WHAT THE TASK REQUIRES ▸
Please write out all the data that follows exactly, without the pictures.

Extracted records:
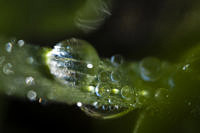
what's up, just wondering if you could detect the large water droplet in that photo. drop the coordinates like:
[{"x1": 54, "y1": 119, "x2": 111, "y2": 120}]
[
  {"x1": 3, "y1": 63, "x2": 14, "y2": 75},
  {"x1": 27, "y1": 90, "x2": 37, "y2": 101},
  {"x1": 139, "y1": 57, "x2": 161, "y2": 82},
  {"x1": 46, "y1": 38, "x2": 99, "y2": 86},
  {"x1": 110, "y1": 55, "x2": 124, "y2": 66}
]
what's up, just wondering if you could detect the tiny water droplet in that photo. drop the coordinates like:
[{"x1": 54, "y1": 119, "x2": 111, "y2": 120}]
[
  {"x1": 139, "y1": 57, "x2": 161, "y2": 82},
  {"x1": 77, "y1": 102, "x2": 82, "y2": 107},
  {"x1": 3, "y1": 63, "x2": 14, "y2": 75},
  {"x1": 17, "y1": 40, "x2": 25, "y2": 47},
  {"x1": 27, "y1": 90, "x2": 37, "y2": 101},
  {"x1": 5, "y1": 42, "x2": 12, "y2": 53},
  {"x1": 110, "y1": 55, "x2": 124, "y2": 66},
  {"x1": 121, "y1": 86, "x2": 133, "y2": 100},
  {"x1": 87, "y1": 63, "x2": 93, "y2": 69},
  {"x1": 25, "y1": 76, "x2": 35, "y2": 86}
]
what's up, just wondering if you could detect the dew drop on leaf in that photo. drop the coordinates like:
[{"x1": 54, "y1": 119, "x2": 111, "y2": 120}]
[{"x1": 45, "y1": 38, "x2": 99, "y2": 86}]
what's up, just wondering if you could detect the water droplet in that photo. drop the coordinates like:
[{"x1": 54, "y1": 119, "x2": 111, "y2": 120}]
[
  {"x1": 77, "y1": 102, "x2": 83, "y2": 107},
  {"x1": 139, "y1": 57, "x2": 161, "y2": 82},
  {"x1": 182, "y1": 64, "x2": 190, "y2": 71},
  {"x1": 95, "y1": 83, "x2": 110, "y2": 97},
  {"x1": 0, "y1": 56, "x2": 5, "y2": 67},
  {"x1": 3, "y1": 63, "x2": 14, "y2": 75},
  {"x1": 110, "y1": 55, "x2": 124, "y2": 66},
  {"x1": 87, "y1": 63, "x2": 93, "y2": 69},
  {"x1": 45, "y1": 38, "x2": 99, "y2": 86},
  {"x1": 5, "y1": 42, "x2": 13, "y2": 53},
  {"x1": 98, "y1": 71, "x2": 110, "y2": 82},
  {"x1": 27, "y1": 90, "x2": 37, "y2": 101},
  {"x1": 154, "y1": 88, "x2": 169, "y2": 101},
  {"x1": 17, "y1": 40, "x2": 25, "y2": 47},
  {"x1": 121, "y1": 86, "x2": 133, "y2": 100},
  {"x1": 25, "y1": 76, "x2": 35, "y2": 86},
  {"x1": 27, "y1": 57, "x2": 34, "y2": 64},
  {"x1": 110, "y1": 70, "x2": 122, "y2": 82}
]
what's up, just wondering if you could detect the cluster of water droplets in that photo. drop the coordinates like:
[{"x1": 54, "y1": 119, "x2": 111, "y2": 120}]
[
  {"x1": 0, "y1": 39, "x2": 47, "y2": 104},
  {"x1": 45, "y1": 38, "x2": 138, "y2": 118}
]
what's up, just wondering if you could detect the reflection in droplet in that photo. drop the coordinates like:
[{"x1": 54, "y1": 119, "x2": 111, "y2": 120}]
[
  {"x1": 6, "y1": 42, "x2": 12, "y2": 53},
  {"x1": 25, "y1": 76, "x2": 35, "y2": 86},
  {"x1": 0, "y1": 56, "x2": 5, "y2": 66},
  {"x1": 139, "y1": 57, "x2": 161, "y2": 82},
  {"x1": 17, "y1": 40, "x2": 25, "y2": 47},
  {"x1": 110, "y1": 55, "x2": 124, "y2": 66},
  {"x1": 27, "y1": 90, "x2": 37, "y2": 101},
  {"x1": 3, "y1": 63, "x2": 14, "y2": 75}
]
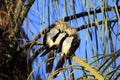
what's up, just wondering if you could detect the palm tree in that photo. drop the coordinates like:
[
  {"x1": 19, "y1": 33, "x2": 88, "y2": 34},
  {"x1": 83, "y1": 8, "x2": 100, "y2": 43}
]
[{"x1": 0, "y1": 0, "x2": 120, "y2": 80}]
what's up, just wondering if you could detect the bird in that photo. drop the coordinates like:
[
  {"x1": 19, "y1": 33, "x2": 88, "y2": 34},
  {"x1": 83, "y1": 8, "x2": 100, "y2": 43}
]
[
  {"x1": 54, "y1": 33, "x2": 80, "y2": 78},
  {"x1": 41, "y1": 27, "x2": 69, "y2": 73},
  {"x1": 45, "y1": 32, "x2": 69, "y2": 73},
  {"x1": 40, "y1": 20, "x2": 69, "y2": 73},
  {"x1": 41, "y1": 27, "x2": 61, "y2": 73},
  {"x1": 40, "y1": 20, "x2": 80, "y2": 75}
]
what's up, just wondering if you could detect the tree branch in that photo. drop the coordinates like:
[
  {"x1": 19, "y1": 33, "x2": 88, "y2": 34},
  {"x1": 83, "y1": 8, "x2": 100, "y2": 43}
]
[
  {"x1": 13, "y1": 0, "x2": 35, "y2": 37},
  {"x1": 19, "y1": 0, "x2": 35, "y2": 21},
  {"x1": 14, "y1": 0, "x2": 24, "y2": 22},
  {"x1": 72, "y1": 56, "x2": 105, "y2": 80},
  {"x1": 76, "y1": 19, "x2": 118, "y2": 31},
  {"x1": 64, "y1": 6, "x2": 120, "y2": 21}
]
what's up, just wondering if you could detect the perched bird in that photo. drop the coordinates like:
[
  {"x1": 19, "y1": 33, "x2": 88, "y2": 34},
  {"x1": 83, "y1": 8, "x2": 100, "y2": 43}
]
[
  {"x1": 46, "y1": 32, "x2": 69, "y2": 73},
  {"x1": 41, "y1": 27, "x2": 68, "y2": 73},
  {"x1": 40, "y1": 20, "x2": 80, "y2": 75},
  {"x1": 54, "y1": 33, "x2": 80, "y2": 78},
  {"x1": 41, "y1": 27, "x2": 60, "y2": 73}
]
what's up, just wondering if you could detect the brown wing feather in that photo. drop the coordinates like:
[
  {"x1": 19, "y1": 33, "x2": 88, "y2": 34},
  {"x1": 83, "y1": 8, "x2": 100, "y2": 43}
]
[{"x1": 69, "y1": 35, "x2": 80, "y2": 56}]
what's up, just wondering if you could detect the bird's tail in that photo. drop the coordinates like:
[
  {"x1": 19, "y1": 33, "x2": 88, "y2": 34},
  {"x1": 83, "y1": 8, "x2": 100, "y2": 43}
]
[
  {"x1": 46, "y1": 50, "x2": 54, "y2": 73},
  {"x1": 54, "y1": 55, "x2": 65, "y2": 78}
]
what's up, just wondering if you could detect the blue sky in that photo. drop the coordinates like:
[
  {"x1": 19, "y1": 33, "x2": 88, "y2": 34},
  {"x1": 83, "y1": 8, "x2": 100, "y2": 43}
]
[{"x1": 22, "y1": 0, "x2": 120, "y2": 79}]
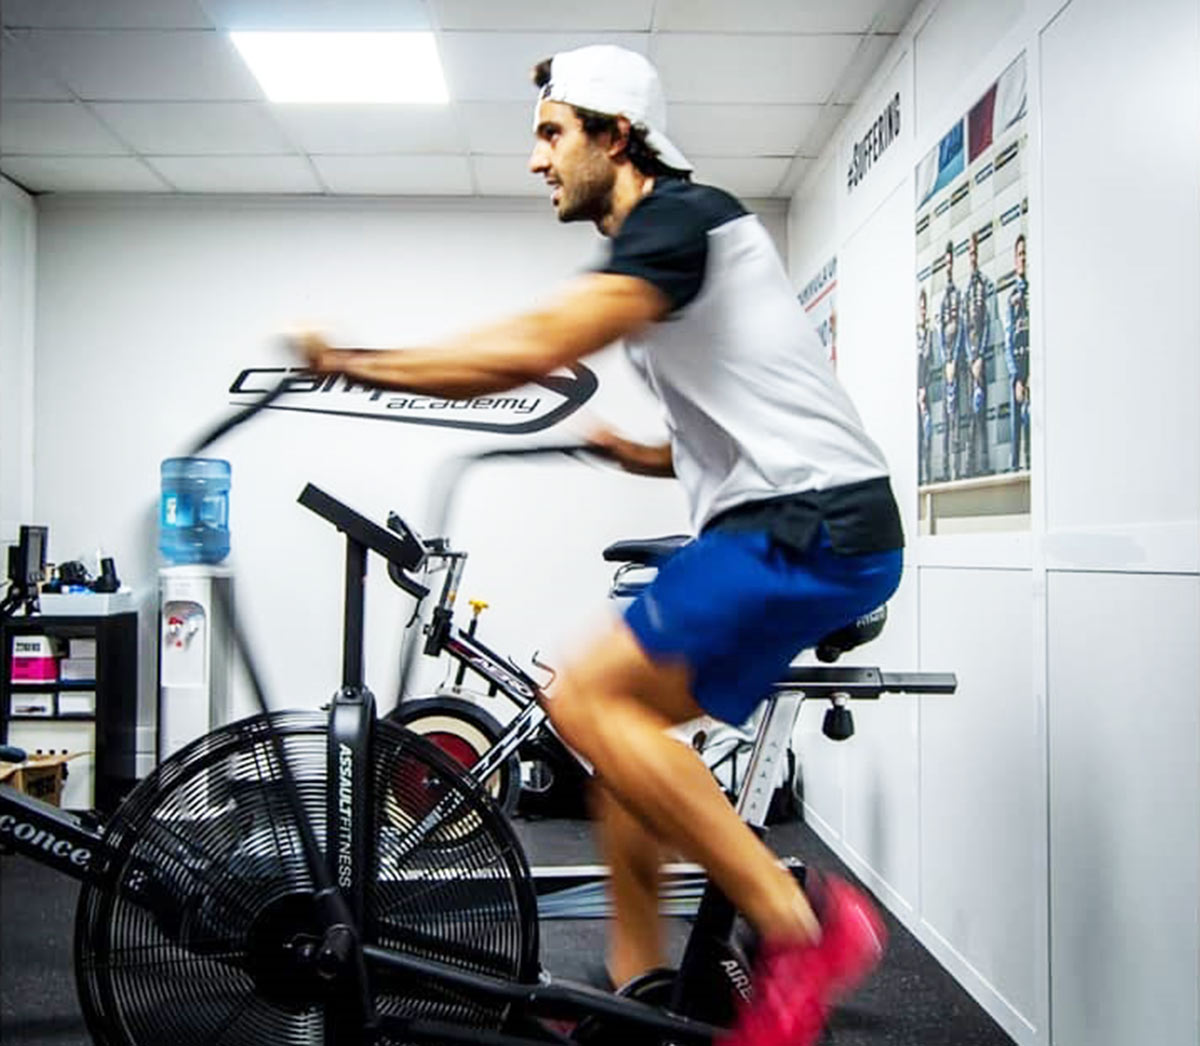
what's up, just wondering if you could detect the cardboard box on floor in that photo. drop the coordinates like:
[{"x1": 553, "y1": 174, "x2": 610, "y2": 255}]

SOLUTION TO THIS EXERCISE ▸
what's up, just wondering if you could detect the large water droplet in that photo. drop the coordinates like:
[{"x1": 54, "y1": 119, "x2": 111, "y2": 120}]
[
  {"x1": 3, "y1": 63, "x2": 14, "y2": 75},
  {"x1": 27, "y1": 90, "x2": 37, "y2": 101},
  {"x1": 139, "y1": 57, "x2": 161, "y2": 82},
  {"x1": 46, "y1": 38, "x2": 99, "y2": 86},
  {"x1": 110, "y1": 55, "x2": 124, "y2": 66}
]
what's up, just wondering if you could detect the tiny water droplet in that photo. drop the coordinates like:
[{"x1": 54, "y1": 119, "x2": 111, "y2": 120}]
[
  {"x1": 139, "y1": 57, "x2": 161, "y2": 82},
  {"x1": 77, "y1": 102, "x2": 82, "y2": 107},
  {"x1": 3, "y1": 63, "x2": 14, "y2": 75},
  {"x1": 17, "y1": 40, "x2": 25, "y2": 47},
  {"x1": 27, "y1": 90, "x2": 37, "y2": 101},
  {"x1": 5, "y1": 42, "x2": 12, "y2": 53},
  {"x1": 110, "y1": 55, "x2": 124, "y2": 66},
  {"x1": 121, "y1": 86, "x2": 133, "y2": 100},
  {"x1": 87, "y1": 63, "x2": 93, "y2": 69},
  {"x1": 25, "y1": 76, "x2": 35, "y2": 86}
]
what's up, just wondering if you could detect the dew drop on leaf in that photo. drop the coordinates like:
[{"x1": 54, "y1": 119, "x2": 111, "y2": 120}]
[{"x1": 45, "y1": 38, "x2": 99, "y2": 86}]
what's up, just wondering if you could detect the water droplet in that photo. drop the coordinates like:
[{"x1": 54, "y1": 119, "x2": 111, "y2": 120}]
[
  {"x1": 77, "y1": 102, "x2": 83, "y2": 107},
  {"x1": 139, "y1": 57, "x2": 161, "y2": 82},
  {"x1": 182, "y1": 64, "x2": 190, "y2": 71},
  {"x1": 95, "y1": 83, "x2": 110, "y2": 97},
  {"x1": 0, "y1": 56, "x2": 5, "y2": 67},
  {"x1": 3, "y1": 63, "x2": 14, "y2": 75},
  {"x1": 110, "y1": 55, "x2": 124, "y2": 66},
  {"x1": 87, "y1": 63, "x2": 93, "y2": 69},
  {"x1": 45, "y1": 38, "x2": 99, "y2": 86},
  {"x1": 5, "y1": 42, "x2": 13, "y2": 53},
  {"x1": 98, "y1": 71, "x2": 110, "y2": 82},
  {"x1": 27, "y1": 90, "x2": 37, "y2": 101},
  {"x1": 154, "y1": 88, "x2": 169, "y2": 101},
  {"x1": 17, "y1": 40, "x2": 25, "y2": 47},
  {"x1": 121, "y1": 86, "x2": 133, "y2": 100},
  {"x1": 25, "y1": 76, "x2": 35, "y2": 86},
  {"x1": 27, "y1": 57, "x2": 34, "y2": 64},
  {"x1": 110, "y1": 70, "x2": 122, "y2": 82}
]
what's up, just wondering if you could detect the cluster of water droplets in that photo. drop the coordinates like:
[{"x1": 54, "y1": 119, "x2": 111, "y2": 120}]
[
  {"x1": 0, "y1": 39, "x2": 47, "y2": 104},
  {"x1": 45, "y1": 38, "x2": 138, "y2": 118}
]
what's up, just wondering if you could detect the reflection in droplet in that photo. drop the coordinates like:
[{"x1": 54, "y1": 119, "x2": 111, "y2": 120}]
[
  {"x1": 6, "y1": 42, "x2": 12, "y2": 53},
  {"x1": 25, "y1": 76, "x2": 35, "y2": 86},
  {"x1": 0, "y1": 56, "x2": 5, "y2": 66},
  {"x1": 139, "y1": 57, "x2": 161, "y2": 82},
  {"x1": 17, "y1": 40, "x2": 25, "y2": 47},
  {"x1": 110, "y1": 55, "x2": 124, "y2": 66},
  {"x1": 27, "y1": 90, "x2": 37, "y2": 101},
  {"x1": 3, "y1": 63, "x2": 14, "y2": 75}
]
what's up, just wondering if you could detect the palm tree in that photo. drop the coordinates like:
[
  {"x1": 19, "y1": 33, "x2": 88, "y2": 34},
  {"x1": 83, "y1": 8, "x2": 100, "y2": 43}
]
[{"x1": 0, "y1": 0, "x2": 120, "y2": 80}]
what's up, just wondering if you could detect the bird in that photo. drop the coordinates like:
[
  {"x1": 19, "y1": 33, "x2": 88, "y2": 34},
  {"x1": 83, "y1": 8, "x2": 100, "y2": 43}
]
[
  {"x1": 54, "y1": 33, "x2": 80, "y2": 78},
  {"x1": 41, "y1": 27, "x2": 69, "y2": 73},
  {"x1": 45, "y1": 32, "x2": 69, "y2": 73},
  {"x1": 40, "y1": 20, "x2": 69, "y2": 73},
  {"x1": 41, "y1": 27, "x2": 61, "y2": 73},
  {"x1": 40, "y1": 20, "x2": 80, "y2": 75}
]
what's up, just wondering if you could detect the tree branch in that photo. drop the coordinates like:
[
  {"x1": 19, "y1": 33, "x2": 88, "y2": 34},
  {"x1": 83, "y1": 8, "x2": 100, "y2": 43}
]
[
  {"x1": 13, "y1": 0, "x2": 35, "y2": 37},
  {"x1": 19, "y1": 0, "x2": 35, "y2": 21},
  {"x1": 14, "y1": 0, "x2": 24, "y2": 22},
  {"x1": 72, "y1": 56, "x2": 105, "y2": 80},
  {"x1": 76, "y1": 19, "x2": 118, "y2": 31},
  {"x1": 64, "y1": 6, "x2": 120, "y2": 21}
]
what's up, just wondering if you could detect the perched bird in that photo. drop the coordinates like:
[
  {"x1": 19, "y1": 33, "x2": 88, "y2": 34},
  {"x1": 83, "y1": 8, "x2": 100, "y2": 43}
]
[
  {"x1": 46, "y1": 32, "x2": 69, "y2": 73},
  {"x1": 41, "y1": 27, "x2": 68, "y2": 73},
  {"x1": 40, "y1": 20, "x2": 80, "y2": 75},
  {"x1": 54, "y1": 33, "x2": 80, "y2": 78},
  {"x1": 41, "y1": 27, "x2": 60, "y2": 73}
]
what's up, just wondering if you could detect the brown wing feather in that photo. drop the coordinates like:
[
  {"x1": 19, "y1": 33, "x2": 88, "y2": 34},
  {"x1": 83, "y1": 8, "x2": 100, "y2": 43}
]
[{"x1": 69, "y1": 35, "x2": 80, "y2": 56}]
what's up, just wondering if you could detect the bird's tail in that photo. drop the coordinates like:
[
  {"x1": 19, "y1": 33, "x2": 88, "y2": 34},
  {"x1": 83, "y1": 8, "x2": 100, "y2": 43}
]
[
  {"x1": 46, "y1": 50, "x2": 54, "y2": 73},
  {"x1": 54, "y1": 55, "x2": 65, "y2": 78}
]
what's up, just wondering if you could detect the blue sky in that photo. drop the coordinates like:
[
  {"x1": 19, "y1": 33, "x2": 88, "y2": 34},
  {"x1": 83, "y1": 8, "x2": 100, "y2": 43}
]
[{"x1": 22, "y1": 0, "x2": 120, "y2": 79}]
what's up, just wondering if you could detect the cardboard box on floor in that photo. drop the coordinates like:
[{"x1": 553, "y1": 174, "x2": 610, "y2": 255}]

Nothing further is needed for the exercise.